SELECTED EXTRACT –
Wednesday, February 8, 2012

Attack of the Theocrats by Sean Faircloth

Faircloth is not a fan of religion. He despises the fact that it interrupts to flow of rational governing. Or so was my perception of reading Attack of the Theocrats.

Faircloth is Executive Director of the Secular Coalition for America. Before that, he served in Maine's legislature.

When the forward is written by Richard Dawkins and the cover has a three-headed monster with the likeness of Sarah Palin, Mike Huckabee and Mitt Romney(wait, what?) you kinda have an idea where this book is heading.

The cover is a misrepresentation of the actual book, I'd have to say. You may expect a vindictive attack on people who use faith in their policies but that isn't the complete picture.

Faircloth is not happy with how religious non-profits get a tax break and a bending of the rules while horrible stories have been shared about how a child was killed because a faith-based care center didn't have the same safety rules as a head-start program. He rails against some of the countries Founding Fathers were actually quite secular when it came to writing their thoughts about governing.

GIVEN REQUEST –
Quote the book review above in its entirety, reproducing every line without alteration.

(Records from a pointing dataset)
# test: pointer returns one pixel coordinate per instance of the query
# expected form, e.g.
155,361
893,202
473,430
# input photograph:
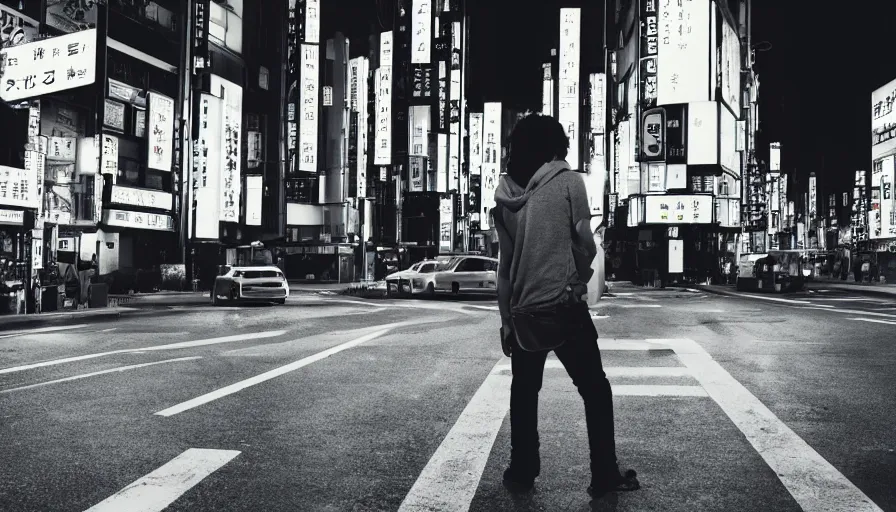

RESULT OF THIS EXERCISE –
Wednesday, February 8, 2012

Attack of the Theocrats by Sean Faircloth

Faircloth is not a fan of religion. He despises the fact that it interrupts to flow of rational governing. Or so was my perception of reading Attack of the Theocrats.

Faircloth is Executive Director of the Secular Coalition for America. Before that, he served in Maine's legislature.

When the forward is written by Richard Dawkins and the cover has a three-headed monster with the likeness of Sarah Palin, Mike Huckabee and Mitt Romney(wait, what?) you kinda have an idea where this book is heading.

The cover is a misrepresentation of the actual book, I'd have to say. You may expect a vindictive attack on people who use faith in their policies but that isn't the complete picture.

Faircloth is not happy with how religious non-profits get a tax break and a bending of the rules while horrible stories have been shared about how a child was killed because a faith-based care center didn't have the same safety rules as a head-start program. He rails against some of the countries Founding Fathers were actually quite secular when it came to writing their thoughts about governing.